- Source data
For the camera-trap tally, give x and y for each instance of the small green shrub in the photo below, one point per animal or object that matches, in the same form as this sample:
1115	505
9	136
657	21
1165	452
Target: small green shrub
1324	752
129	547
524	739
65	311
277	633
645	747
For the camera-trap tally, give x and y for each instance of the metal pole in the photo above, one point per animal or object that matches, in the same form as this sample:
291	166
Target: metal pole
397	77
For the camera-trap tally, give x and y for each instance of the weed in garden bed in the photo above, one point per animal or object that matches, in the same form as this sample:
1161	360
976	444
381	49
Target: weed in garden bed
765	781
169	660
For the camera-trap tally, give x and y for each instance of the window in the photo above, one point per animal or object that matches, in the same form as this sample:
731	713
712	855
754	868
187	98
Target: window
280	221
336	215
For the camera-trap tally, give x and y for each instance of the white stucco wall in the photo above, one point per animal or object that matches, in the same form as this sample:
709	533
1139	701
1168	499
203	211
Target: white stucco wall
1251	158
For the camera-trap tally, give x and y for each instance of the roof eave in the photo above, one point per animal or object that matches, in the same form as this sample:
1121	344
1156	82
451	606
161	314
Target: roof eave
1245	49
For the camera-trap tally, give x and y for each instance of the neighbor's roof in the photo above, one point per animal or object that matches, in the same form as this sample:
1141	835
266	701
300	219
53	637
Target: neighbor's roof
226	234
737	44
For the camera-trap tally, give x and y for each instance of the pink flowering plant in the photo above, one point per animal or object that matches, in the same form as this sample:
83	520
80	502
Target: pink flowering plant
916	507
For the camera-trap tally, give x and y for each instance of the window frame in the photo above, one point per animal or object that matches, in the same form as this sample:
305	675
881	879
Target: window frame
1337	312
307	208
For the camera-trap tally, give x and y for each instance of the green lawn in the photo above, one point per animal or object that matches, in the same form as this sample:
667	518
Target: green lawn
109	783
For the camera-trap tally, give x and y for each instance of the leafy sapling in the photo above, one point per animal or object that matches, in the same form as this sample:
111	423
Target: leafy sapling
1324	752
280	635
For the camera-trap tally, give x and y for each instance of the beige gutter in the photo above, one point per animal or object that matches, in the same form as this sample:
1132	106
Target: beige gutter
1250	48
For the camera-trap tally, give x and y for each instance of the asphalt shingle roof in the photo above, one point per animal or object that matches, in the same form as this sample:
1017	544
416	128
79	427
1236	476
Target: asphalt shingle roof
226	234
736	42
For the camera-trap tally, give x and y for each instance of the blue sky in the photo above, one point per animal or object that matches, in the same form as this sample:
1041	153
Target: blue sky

- Required action
The response should be a verbatim transcription of the data.

- Your response
For the camera-trap tally, give x and y for each instance of the small green shrub in the photo below, one point per animal or object that matches, in the same form as this sample:
1115	505
9	136
657	21
1165	452
Target: small green shrub
1324	752
129	547
524	739
65	311
277	633
645	747
For the camera-trap tally, give x and y for each instance of the metal pole in the photo above, one point per animal or object that matches, in the same form as this sample:
291	166
Target: metal pole
397	77
For the camera-trap tally, give x and y for each instance of the weed in garden bed in the photo above, one point per animal or object that matches, in the same form as this sample:
1161	360
976	444
381	49
Target: weed in garden bed
765	781
169	660
For the camera-trap tally, give x and y for each instance of the window in the photo above, one point per animal or object that matches, in the same form as this sample:
731	713
712	855
754	868
187	98
Target: window
280	221
336	215
For the camera-trap tally, give x and y for each instance of the white stucco wall in the photo above, one point per animal or object that matches, in the same form as this sample:
709	533
1139	701
1168	499
203	211
Target: white stucco wall
1251	158
For the camera-trap tally, give x and y for each instance of the roof eave in the photo above, one point per animal or object that matches, in the same form as this sample:
1121	344
1156	82
451	606
161	314
Target: roof eave
1245	49
For the camera-trap tally, give x and y for each instance of the neighbor's roof in the photo above, one point per animal or object that matches, in the same form as this sample:
1141	835
266	701
300	219
53	637
Target: neighbor's roof
226	234
737	44
For the camera-trap tally, give x and y for each instance of the pink flowering plant in the photo above, one point per animal or object that matches, in the same form as this sample:
83	520
80	502
Target: pink flowering plant
916	507
For the camera-trap tally, give x and y for each instance of the window frame in the photo above, one point per animal or object that matches, in the same form as this sample:
305	675
881	879
Target: window frame
1337	312
307	208
For the camera-trap tally, give x and y for each instance of the green lawn in the photo above, one point per animal or object that matches, in the same form as this sample:
667	518
Target: green lawn
109	783
For the camera-trap tally, give x and y for each instance of the leafy sapling in the photo above, one point per animal or object that matches, in the same form as this sample:
111	423
Target: leafy sapling
1324	752
280	635
For the camera-trap tally, give x and y for each instance of the beige gutter in the photo above, one point per animal or object that matches, in the same form as this sample:
1132	106
Target: beige gutter
1250	48
For the camera-trap tally, give x and y for each instance of the asphalt shingle roof in the photo above, one point per animal or object that matches, in the same form as this sample:
1017	544
416	128
79	427
1236	476
Target: asphalt shingle roof
226	234
736	42
For the camera-trap tally, give x and y for each instance of the blue sky in the photo above, one point per animal or object that matches, in the same form as this sample:
1041	153
Target: blue sky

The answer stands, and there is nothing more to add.